■ Your task: All the entries need to be quoted exactly, apart from the pictures, which you should drop.

■ Listed records:
Segment Open

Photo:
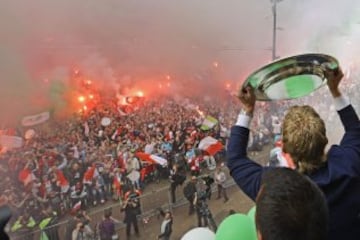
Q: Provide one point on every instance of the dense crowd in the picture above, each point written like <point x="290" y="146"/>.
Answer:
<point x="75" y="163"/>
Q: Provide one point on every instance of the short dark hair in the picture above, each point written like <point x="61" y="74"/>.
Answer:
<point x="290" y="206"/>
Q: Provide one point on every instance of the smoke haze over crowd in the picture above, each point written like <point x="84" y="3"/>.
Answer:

Segment Closed

■ Exercise answer:
Photo:
Q: Provide one point on every instance of the dense crowd in the picture above, each point written like <point x="290" y="146"/>.
Answer:
<point x="75" y="163"/>
Q: Provide one point on every instance of the short dark hair in the picture above, each point written like <point x="61" y="74"/>.
Answer:
<point x="290" y="206"/>
Q: Provide one point on every instance of the smoke haze over crowd in the picture above, each point written like <point x="84" y="3"/>.
Answer:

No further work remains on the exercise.